• EXERCISES TO COMPLETE:
- a) Reproduce the portion of the text on gender and pain perception that begins at the words "Intimate study settings, with" and stops after the words "the present study.".
- b) Translate this sentence from the text on gender and pain perception into Spanish: "Hence, the intimate study setting, potentially promoting non-verbal communication and empathic interaction, might have contributed to the main findings of the present study."
- c) Pick up the text on gender and pain perception after its last sentence and continue writing it.

• TEXT SECTION:
==================================================

Intimate study settings, with a calm and quiet one-to-one environment, have been reported to facilitate non-verbal patient-physician interaction [10], and could hence be considered to accordingly promote communication between study participants and investigators. Female television spokespeople have recently been reported to communicate more extensively non-verbally [30], e.g. by more frequent smiling and eye contact [31], and a neurophysiological study [32] has reported stronger empathic abilities of females dealing with pain in others. Hence, the intimate study setting, potentially promoting non-verbal communication and empathic interaction, might have contributed to the main findings of the present study.

Our statistically non-differing EPT levels between female and male study participants are in accordance with diverging results reported in early studies based on electrical stimulation [33]. Reviews of later studies, also including other modalities of stimulation, support differences [24], [34], [35] as well as no differences [35] in pain perception between subject genders. No differences in pain perception were reported between female and male study participants in response to pain induced by cold [27], heat [9], [13], or venous cannulation [28]. In contrast, female subjects had lower threshold levels of pain induced by electricity [10], [13], [16], [36], mechanical pressure [11], [14], [18], [19], [37], heat [12], [14], [17], or cold [8], or reported higher intensity levels of pain induced by heat [21], [23] or cold [7], [22].

==================================================

• GIVEN DATA:
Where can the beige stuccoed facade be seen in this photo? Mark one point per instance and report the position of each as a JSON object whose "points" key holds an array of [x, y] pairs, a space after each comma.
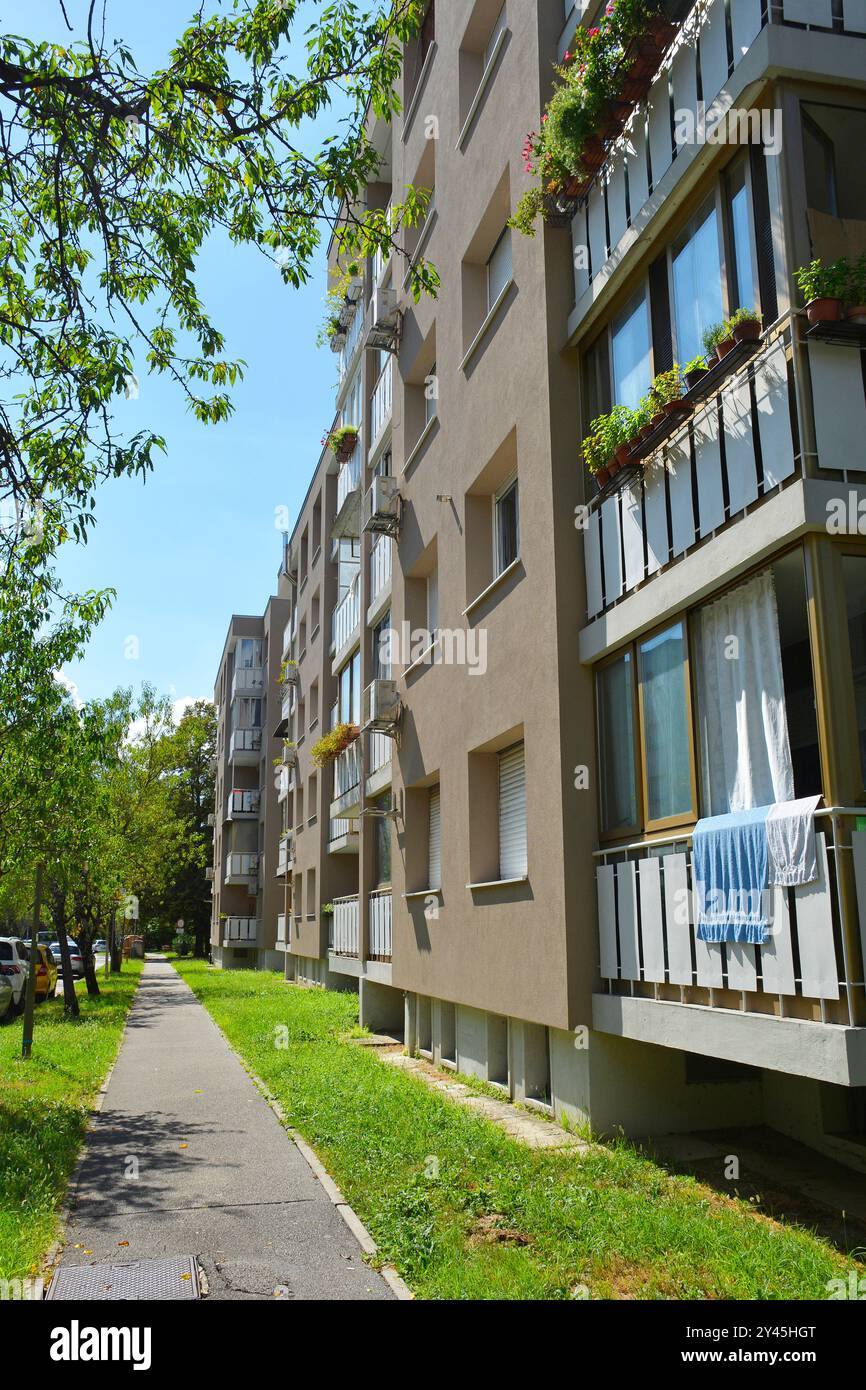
{"points": [[456, 863]]}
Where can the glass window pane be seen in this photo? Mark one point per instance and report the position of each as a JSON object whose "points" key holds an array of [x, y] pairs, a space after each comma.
{"points": [[615, 688], [697, 281], [742, 292], [854, 570], [631, 353], [666, 734]]}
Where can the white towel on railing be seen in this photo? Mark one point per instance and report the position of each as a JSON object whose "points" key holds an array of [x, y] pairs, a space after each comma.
{"points": [[791, 856]]}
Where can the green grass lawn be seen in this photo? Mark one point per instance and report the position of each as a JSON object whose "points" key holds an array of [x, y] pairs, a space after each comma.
{"points": [[466, 1212], [43, 1112]]}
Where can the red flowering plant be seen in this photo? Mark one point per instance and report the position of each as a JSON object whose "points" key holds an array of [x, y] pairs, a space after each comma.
{"points": [[569, 145]]}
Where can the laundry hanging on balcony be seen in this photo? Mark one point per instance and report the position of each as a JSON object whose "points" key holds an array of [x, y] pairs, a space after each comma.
{"points": [[730, 875], [791, 855]]}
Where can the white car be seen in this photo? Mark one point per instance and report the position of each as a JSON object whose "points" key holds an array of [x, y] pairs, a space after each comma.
{"points": [[14, 963]]}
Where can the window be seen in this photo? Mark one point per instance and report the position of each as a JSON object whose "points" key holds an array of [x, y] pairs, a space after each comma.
{"points": [[695, 273], [506, 521], [434, 840], [741, 281], [631, 353], [512, 813], [616, 740], [498, 268], [666, 726]]}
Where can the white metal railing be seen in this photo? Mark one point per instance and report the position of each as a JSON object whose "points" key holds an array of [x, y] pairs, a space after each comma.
{"points": [[242, 866], [381, 560], [241, 930], [380, 925], [287, 852], [248, 679], [349, 476], [339, 827], [345, 926], [381, 748], [348, 770], [647, 927], [245, 741], [381, 402], [346, 616]]}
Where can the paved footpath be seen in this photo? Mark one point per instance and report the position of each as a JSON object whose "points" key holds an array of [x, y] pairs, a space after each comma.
{"points": [[217, 1178]]}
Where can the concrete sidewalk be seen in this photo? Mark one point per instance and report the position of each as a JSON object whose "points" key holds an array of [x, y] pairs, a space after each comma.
{"points": [[186, 1158]]}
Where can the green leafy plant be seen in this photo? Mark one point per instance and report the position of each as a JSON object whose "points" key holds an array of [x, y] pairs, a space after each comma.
{"points": [[819, 281], [331, 745], [712, 337]]}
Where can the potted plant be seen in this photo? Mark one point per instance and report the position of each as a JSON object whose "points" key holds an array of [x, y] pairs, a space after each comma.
{"points": [[341, 442], [745, 325], [855, 293], [823, 288], [692, 371]]}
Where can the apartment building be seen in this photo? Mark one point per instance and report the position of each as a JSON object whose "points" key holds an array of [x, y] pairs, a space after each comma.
{"points": [[502, 856], [245, 820]]}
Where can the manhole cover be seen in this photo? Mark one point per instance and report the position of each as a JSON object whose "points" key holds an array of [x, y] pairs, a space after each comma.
{"points": [[146, 1280]]}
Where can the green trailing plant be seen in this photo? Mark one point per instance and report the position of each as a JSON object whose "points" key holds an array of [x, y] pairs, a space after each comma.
{"points": [[712, 337], [332, 744], [819, 281]]}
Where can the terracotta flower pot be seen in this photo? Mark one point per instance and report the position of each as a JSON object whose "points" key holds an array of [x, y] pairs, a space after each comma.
{"points": [[823, 310], [747, 332]]}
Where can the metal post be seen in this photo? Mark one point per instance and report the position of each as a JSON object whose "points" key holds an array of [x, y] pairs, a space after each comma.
{"points": [[29, 990]]}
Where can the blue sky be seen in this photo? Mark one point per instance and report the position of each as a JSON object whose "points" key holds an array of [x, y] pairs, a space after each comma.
{"points": [[198, 541]]}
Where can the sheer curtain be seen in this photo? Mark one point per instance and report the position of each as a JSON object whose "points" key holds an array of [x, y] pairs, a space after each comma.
{"points": [[745, 755]]}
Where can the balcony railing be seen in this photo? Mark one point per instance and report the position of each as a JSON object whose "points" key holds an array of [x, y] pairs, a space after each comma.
{"points": [[242, 804], [380, 925], [811, 966], [348, 770], [346, 616], [242, 931], [734, 452], [381, 558], [381, 403], [349, 476], [245, 741], [241, 868], [248, 679], [345, 927]]}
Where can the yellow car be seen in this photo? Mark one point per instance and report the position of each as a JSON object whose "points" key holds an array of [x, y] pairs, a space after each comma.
{"points": [[46, 973]]}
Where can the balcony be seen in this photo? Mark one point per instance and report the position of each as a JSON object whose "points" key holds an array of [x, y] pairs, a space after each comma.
{"points": [[380, 925], [795, 1004], [345, 927], [381, 559], [285, 859], [346, 781], [245, 747], [346, 523], [248, 680], [380, 410], [242, 869], [242, 805], [342, 836], [346, 617], [239, 931]]}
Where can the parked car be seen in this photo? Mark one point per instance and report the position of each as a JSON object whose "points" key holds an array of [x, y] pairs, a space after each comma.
{"points": [[6, 997], [14, 966], [46, 973], [78, 966]]}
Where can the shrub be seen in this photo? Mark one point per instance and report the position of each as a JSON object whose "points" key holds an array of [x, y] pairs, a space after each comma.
{"points": [[332, 744]]}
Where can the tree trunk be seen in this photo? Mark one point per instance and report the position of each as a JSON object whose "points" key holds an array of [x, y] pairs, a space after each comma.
{"points": [[59, 916]]}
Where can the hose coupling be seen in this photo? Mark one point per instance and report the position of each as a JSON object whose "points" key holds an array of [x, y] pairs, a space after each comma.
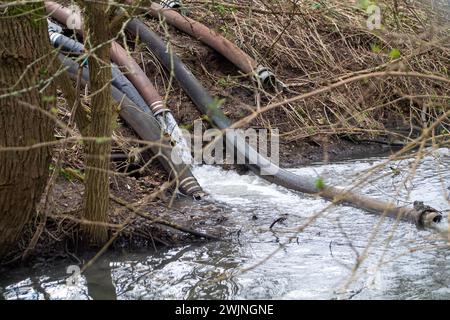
{"points": [[265, 76], [53, 28], [158, 107]]}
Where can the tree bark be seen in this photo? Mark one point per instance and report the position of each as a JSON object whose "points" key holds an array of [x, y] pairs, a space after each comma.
{"points": [[24, 62], [102, 117]]}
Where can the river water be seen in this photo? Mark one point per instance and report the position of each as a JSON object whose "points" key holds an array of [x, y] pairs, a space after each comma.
{"points": [[342, 254]]}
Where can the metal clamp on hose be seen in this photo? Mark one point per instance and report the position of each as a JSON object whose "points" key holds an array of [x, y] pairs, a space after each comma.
{"points": [[265, 76], [53, 28], [158, 107], [173, 4]]}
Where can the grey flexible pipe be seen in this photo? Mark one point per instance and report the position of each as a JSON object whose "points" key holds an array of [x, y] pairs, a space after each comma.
{"points": [[147, 127], [139, 79], [259, 164], [119, 80]]}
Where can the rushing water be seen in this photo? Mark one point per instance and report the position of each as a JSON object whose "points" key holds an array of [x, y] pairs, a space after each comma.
{"points": [[397, 261]]}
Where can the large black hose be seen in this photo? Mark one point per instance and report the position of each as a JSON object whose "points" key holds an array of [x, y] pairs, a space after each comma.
{"points": [[259, 164], [119, 80], [148, 128]]}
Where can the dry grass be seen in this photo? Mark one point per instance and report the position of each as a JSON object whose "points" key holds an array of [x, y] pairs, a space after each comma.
{"points": [[310, 44]]}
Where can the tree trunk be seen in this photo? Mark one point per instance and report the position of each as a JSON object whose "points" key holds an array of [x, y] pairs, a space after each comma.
{"points": [[24, 62], [102, 117]]}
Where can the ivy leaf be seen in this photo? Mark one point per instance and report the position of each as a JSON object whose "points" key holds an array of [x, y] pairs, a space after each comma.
{"points": [[320, 183]]}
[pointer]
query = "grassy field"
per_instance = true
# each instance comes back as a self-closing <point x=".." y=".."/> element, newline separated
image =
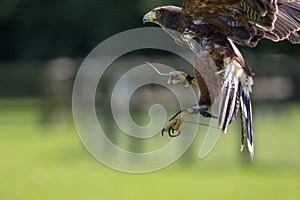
<point x="41" y="161"/>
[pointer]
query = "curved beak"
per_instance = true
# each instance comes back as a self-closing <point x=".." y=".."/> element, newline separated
<point x="149" y="17"/>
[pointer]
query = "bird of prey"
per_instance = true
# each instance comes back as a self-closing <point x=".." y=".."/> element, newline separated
<point x="211" y="27"/>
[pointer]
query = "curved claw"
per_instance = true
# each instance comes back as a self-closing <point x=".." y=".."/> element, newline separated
<point x="172" y="134"/>
<point x="175" y="125"/>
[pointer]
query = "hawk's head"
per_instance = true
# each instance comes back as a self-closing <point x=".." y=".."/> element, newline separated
<point x="164" y="16"/>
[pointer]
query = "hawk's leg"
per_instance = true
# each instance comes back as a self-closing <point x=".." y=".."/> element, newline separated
<point x="176" y="122"/>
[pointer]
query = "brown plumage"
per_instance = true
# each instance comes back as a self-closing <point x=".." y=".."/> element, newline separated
<point x="209" y="28"/>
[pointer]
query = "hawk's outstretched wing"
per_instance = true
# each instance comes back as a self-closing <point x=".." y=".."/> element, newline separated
<point x="247" y="21"/>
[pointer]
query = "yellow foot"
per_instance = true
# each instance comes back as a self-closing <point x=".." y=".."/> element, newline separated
<point x="176" y="122"/>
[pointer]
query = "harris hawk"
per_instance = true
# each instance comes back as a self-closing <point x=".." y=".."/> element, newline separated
<point x="209" y="27"/>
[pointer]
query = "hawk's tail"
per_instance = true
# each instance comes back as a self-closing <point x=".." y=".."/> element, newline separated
<point x="246" y="120"/>
<point x="235" y="94"/>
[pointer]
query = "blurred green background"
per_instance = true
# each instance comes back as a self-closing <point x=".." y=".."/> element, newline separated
<point x="42" y="46"/>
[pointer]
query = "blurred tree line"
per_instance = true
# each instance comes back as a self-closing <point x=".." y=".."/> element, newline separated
<point x="34" y="32"/>
<point x="41" y="30"/>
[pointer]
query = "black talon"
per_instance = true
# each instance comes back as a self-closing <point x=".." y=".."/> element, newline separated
<point x="176" y="115"/>
<point x="174" y="135"/>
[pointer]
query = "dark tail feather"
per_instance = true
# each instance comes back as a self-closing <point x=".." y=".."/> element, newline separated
<point x="246" y="118"/>
<point x="229" y="103"/>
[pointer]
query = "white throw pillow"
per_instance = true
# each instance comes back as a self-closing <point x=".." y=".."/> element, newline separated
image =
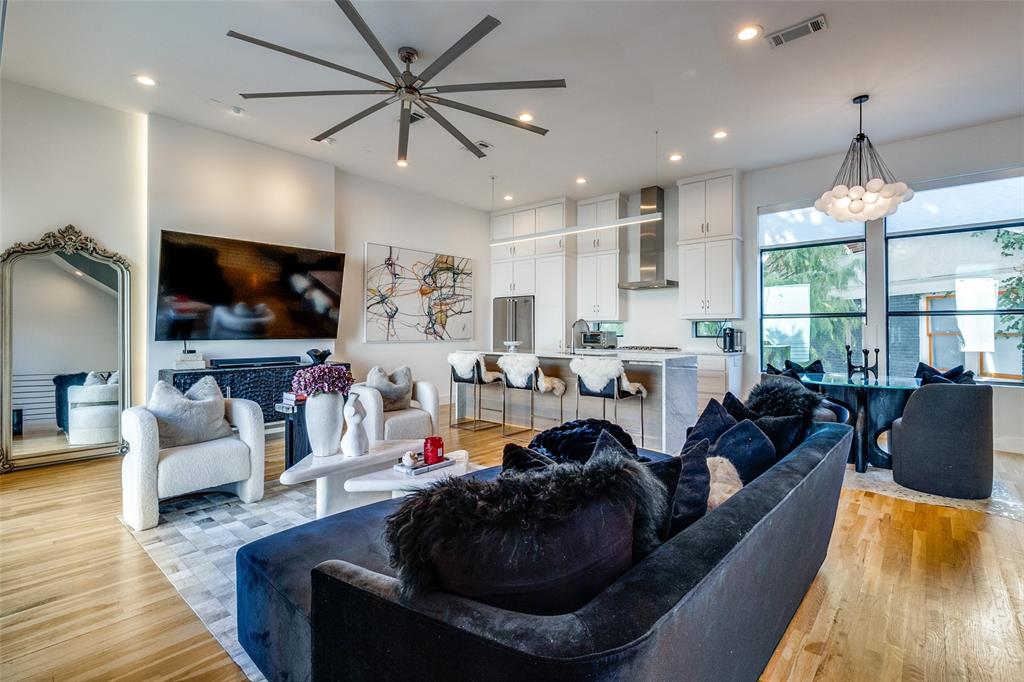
<point x="194" y="417"/>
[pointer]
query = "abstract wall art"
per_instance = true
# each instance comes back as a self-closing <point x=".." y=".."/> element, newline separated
<point x="414" y="295"/>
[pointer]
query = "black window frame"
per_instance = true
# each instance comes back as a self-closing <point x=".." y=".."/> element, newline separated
<point x="809" y="315"/>
<point x="945" y="313"/>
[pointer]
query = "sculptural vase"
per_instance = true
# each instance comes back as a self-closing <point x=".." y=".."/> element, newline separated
<point x="325" y="420"/>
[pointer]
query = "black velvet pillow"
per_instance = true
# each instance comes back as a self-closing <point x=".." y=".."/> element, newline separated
<point x="748" y="448"/>
<point x="784" y="432"/>
<point x="783" y="398"/>
<point x="690" y="501"/>
<point x="713" y="422"/>
<point x="517" y="458"/>
<point x="814" y="368"/>
<point x="573" y="441"/>
<point x="543" y="541"/>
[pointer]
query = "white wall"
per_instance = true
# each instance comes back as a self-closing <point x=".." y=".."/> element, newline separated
<point x="211" y="183"/>
<point x="66" y="161"/>
<point x="371" y="211"/>
<point x="984" y="147"/>
<point x="62" y="324"/>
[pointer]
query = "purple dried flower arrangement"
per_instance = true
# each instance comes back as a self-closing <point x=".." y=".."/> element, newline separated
<point x="317" y="379"/>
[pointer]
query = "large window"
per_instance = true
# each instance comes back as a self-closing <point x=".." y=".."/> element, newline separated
<point x="812" y="288"/>
<point x="955" y="280"/>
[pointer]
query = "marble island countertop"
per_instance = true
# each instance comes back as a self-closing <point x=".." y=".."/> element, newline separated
<point x="625" y="355"/>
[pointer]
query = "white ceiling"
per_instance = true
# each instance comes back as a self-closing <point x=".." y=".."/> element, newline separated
<point x="631" y="68"/>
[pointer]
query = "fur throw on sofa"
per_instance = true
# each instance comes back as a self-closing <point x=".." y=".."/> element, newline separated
<point x="783" y="398"/>
<point x="573" y="441"/>
<point x="465" y="518"/>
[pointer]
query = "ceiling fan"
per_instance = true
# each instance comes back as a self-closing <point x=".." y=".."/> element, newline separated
<point x="406" y="87"/>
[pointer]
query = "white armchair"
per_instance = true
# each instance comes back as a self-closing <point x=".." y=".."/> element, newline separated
<point x="418" y="421"/>
<point x="150" y="474"/>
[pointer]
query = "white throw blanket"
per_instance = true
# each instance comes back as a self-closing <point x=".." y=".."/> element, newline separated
<point x="595" y="373"/>
<point x="464" y="360"/>
<point x="518" y="368"/>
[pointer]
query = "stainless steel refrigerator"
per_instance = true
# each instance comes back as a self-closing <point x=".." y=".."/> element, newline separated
<point x="512" y="320"/>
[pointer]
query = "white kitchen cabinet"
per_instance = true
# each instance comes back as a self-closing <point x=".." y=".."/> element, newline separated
<point x="598" y="212"/>
<point x="708" y="207"/>
<point x="598" y="297"/>
<point x="710" y="280"/>
<point x="523" y="224"/>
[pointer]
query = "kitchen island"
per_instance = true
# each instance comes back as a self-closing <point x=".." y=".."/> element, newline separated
<point x="671" y="406"/>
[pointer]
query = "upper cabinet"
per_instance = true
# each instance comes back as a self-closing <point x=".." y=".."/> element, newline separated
<point x="599" y="211"/>
<point x="547" y="216"/>
<point x="709" y="207"/>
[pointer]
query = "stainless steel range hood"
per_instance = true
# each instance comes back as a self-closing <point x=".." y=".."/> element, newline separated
<point x="644" y="266"/>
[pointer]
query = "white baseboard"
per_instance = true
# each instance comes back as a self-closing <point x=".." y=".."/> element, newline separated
<point x="1010" y="443"/>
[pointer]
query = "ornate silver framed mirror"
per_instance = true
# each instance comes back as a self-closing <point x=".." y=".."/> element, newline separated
<point x="65" y="349"/>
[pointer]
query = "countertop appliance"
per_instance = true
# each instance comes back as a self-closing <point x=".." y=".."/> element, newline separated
<point x="602" y="340"/>
<point x="644" y="266"/>
<point x="512" y="320"/>
<point x="730" y="340"/>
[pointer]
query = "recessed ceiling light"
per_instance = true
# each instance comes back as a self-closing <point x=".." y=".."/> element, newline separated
<point x="750" y="32"/>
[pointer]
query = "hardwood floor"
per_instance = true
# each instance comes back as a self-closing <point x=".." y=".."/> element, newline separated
<point x="908" y="591"/>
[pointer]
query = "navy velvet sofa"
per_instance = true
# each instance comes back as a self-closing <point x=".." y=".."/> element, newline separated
<point x="320" y="602"/>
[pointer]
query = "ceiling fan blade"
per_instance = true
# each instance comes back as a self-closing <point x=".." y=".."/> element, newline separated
<point x="349" y="121"/>
<point x="444" y="123"/>
<point x="368" y="35"/>
<point x="407" y="112"/>
<point x="506" y="85"/>
<point x="486" y="25"/>
<point x="307" y="57"/>
<point x="308" y="93"/>
<point x="487" y="115"/>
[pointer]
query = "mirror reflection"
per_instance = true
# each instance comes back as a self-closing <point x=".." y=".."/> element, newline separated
<point x="66" y="392"/>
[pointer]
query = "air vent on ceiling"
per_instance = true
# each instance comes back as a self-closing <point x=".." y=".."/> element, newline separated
<point x="784" y="36"/>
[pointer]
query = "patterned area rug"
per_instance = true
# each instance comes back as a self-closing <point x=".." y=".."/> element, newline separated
<point x="195" y="546"/>
<point x="1003" y="502"/>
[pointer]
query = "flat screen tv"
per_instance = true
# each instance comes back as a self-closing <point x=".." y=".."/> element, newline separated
<point x="215" y="288"/>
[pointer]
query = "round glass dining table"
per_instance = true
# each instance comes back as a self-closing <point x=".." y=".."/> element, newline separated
<point x="876" y="401"/>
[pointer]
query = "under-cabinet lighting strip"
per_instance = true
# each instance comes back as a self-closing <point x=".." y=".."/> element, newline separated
<point x="647" y="217"/>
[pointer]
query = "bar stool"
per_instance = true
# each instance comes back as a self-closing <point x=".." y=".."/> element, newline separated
<point x="612" y="374"/>
<point x="467" y="368"/>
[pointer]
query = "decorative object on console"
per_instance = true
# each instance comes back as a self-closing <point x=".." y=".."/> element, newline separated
<point x="417" y="296"/>
<point x="318" y="356"/>
<point x="864" y="369"/>
<point x="196" y="416"/>
<point x="395" y="388"/>
<point x="354" y="442"/>
<point x="326" y="388"/>
<point x="864" y="188"/>
<point x="929" y="375"/>
<point x="407" y="88"/>
<point x="508" y="542"/>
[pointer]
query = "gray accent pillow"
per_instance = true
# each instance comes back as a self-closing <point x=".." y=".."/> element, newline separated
<point x="396" y="388"/>
<point x="194" y="417"/>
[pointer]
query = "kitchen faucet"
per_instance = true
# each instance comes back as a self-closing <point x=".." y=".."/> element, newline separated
<point x="572" y="333"/>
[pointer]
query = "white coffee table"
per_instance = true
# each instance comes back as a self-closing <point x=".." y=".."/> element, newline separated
<point x="331" y="474"/>
<point x="398" y="484"/>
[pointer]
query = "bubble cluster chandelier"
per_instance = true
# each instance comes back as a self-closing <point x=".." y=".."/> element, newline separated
<point x="864" y="188"/>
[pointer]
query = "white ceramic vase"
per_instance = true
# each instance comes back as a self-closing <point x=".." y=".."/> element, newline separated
<point x="325" y="420"/>
<point x="355" y="442"/>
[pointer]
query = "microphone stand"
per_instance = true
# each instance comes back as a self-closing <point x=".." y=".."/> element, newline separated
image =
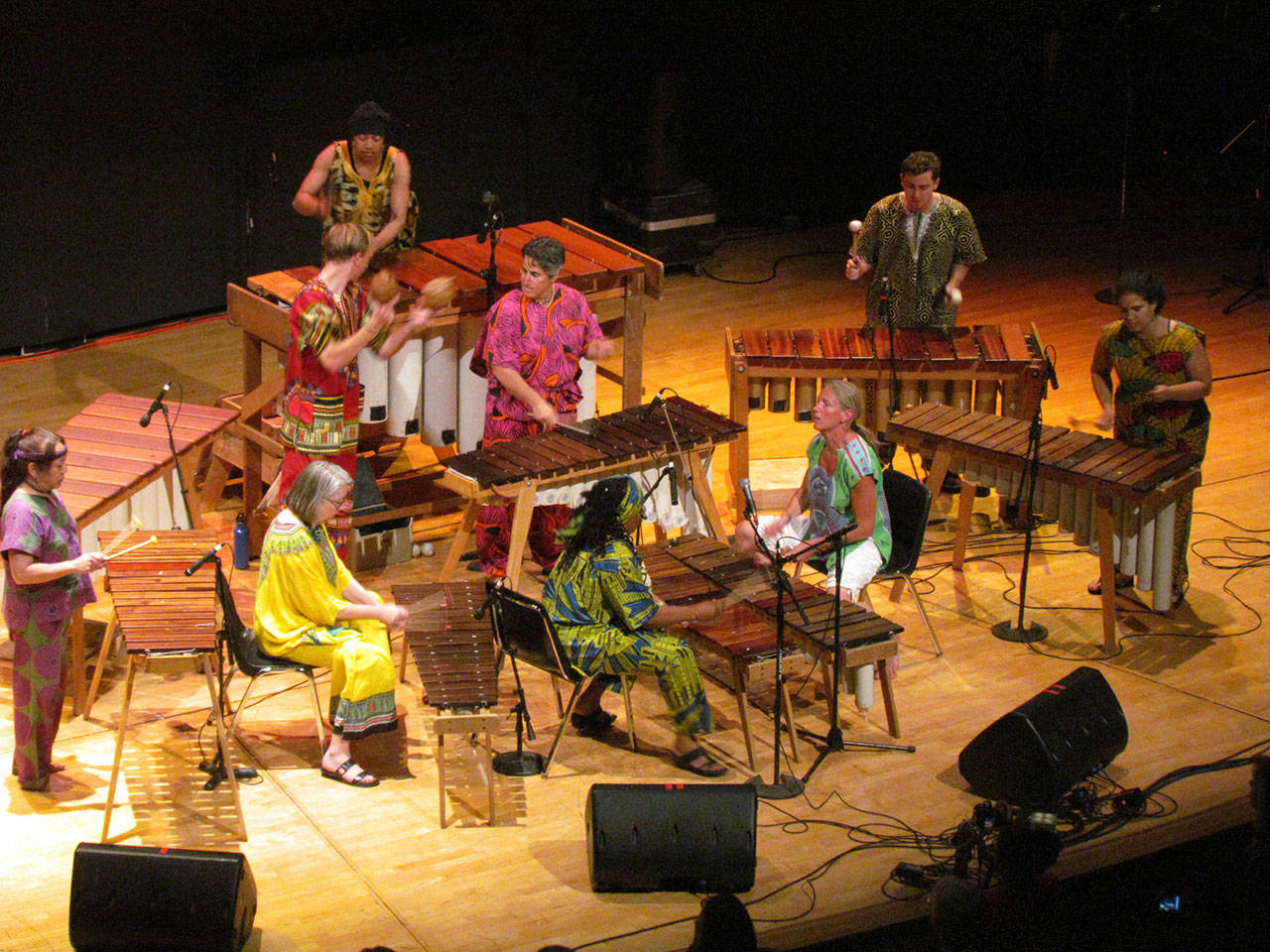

==================================================

• EXERCISE RESPONSES:
- a)
Intimate study settings, with a calm and quiet one-to-one environment, have been reported to facilitate non-verbal patient-physician interaction [10], and could hence be considered to accordingly promote communication between study participants and investigators. Female television spokespeople have recently been reported to communicate more extensively non-verbally [30], e.g. by more frequent smiling and eye contact [31], and a neurophysiological study [32] has reported stronger empathic abilities of females dealing with pain in others. Hence, the intimate study setting, potentially promoting non-verbal communication and empathic interaction, might have contributed to the main findings of the present study.

- b) Por lo tanto, el entorno íntimo del estudio, que potencialmente favorece la comunicación no verbal y la interacción empática, podría haber contribuido a los hallazgos principales del presente estudio.

- c)
Factors underlying sex or gender differences in pain perception – physiological as well as psychosocial – are not yet fully understood [24], [34]. Higher nociceptive discrimination in females subjected to heat-induced pain [21] might indicate that gender differences in pain perception reflect physiological rather than psychosocial factors in agreement with a recent review [38] implying impact of humoral factors on central mediation of pain. Moreover, the perception of pressure-induced pain has been reported to be more influenced by sex than by gender [11], [37], and higher thermal-induced pain thresholds in males have been associated with higher activity of the parasympathetic nerve system [39]. However, cognitive and social factors have also been proposed to partly explain higher pain perception in females [25] and particularly reflect gender role expectations [26], [27], which is in agreement with higher pain thresholds found in subjects considering themselves more masculine according to a previous review [40]. Differences in pain perception between female and male subjects, not adjusted for investigator gender [11], [12], [13], [14], [17], [18], [19], [36], might actually, at least in part, also reflect a psychosocial impact of investigator gender [41].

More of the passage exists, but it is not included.